> [INSTRUCTIONS FOR THE TASK] Locate every line in the items below that contains the word "support" and copy each one. Matching is case-sensitive.
+++ DATA SUPPLIED
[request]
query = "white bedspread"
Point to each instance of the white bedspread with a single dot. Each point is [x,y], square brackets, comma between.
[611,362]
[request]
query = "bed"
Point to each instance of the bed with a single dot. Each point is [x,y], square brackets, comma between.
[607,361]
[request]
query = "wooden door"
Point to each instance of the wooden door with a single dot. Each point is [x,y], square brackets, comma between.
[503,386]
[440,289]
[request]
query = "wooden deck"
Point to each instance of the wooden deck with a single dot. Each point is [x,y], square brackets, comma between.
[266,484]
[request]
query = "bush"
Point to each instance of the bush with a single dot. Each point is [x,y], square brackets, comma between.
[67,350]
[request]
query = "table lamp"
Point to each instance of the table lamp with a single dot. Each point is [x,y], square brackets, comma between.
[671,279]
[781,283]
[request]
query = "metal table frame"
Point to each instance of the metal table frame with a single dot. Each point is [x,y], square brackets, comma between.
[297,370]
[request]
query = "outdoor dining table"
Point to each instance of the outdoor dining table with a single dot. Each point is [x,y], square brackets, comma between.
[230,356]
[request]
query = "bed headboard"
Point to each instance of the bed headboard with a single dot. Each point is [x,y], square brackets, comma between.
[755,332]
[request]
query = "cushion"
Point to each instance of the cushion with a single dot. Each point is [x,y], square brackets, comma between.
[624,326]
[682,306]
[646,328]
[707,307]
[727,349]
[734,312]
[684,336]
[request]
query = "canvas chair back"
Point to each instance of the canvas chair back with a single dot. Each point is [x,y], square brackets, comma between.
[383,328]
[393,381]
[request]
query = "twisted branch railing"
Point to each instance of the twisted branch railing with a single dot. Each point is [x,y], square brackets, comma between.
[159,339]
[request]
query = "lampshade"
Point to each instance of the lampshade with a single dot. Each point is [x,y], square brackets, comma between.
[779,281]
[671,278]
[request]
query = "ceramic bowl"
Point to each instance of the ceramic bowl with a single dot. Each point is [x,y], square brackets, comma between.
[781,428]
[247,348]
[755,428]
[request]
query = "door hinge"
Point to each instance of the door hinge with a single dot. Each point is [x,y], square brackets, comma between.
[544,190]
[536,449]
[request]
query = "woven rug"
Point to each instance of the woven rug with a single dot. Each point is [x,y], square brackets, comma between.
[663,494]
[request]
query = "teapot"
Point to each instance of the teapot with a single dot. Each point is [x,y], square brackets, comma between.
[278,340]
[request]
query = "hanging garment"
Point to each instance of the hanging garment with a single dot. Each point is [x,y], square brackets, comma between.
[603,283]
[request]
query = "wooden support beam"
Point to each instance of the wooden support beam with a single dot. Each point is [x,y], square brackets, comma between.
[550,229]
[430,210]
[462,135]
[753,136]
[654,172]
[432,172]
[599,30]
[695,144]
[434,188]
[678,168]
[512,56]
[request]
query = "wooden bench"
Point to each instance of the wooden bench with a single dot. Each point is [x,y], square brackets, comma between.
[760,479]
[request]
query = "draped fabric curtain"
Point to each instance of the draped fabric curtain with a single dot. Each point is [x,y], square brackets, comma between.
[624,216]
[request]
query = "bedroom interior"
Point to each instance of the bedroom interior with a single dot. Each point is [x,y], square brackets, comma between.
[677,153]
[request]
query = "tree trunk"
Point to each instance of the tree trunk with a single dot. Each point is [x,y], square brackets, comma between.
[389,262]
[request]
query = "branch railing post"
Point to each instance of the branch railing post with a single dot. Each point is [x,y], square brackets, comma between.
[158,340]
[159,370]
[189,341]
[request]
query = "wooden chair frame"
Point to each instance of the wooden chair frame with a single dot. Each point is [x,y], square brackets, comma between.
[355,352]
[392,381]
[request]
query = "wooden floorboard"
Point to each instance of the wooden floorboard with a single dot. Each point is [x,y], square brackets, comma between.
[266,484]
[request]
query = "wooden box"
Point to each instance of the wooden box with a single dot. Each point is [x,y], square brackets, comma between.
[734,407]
++++++
+++ DATA SUPPLIED
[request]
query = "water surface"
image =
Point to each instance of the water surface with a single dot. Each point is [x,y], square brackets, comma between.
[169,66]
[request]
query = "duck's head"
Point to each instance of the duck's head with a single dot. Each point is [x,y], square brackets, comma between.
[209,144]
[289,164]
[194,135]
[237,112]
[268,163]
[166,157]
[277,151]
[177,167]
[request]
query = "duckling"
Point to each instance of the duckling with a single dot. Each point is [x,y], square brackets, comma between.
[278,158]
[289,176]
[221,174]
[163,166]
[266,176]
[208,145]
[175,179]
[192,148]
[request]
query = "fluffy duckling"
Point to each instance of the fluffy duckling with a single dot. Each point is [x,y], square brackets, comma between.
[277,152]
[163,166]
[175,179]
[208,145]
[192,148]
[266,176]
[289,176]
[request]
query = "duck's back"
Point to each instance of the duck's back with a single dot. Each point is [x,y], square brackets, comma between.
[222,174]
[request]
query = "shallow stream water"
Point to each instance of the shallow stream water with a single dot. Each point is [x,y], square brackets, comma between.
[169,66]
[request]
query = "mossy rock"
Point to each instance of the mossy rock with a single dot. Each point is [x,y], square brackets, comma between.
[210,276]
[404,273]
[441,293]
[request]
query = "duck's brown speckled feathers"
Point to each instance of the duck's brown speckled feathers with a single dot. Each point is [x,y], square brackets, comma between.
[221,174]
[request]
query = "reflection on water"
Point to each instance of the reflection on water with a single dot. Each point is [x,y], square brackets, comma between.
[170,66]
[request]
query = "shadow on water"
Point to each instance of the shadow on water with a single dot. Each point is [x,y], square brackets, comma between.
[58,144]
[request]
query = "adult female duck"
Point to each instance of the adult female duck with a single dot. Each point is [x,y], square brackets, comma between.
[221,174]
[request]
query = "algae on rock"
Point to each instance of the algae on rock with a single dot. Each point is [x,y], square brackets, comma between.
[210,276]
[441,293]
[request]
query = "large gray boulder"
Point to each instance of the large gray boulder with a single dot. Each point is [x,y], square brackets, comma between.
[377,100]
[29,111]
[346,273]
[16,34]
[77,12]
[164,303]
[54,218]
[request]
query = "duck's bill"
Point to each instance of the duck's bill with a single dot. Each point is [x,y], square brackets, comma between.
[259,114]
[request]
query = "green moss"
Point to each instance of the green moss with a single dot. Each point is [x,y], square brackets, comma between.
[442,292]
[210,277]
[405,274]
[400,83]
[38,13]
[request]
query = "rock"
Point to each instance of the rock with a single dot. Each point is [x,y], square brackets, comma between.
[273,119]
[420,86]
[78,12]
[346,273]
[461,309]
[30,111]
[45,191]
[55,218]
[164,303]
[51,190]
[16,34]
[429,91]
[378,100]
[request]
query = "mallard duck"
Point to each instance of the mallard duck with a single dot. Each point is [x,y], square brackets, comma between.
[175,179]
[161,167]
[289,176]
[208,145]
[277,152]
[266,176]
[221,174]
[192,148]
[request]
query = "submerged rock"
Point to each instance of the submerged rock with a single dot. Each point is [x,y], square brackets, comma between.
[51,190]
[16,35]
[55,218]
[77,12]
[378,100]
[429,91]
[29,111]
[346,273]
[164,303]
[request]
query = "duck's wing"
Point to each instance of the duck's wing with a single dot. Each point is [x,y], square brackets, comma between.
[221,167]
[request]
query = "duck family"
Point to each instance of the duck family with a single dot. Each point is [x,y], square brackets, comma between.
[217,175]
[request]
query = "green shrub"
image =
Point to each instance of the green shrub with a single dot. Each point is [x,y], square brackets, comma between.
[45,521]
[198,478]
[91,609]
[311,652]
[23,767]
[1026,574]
++++++
> [THE REPLY]
query = "wooden support beam"
Point to each instance of the wooden support beam with a single dot. Each point is [x,y], square brackets, comma between.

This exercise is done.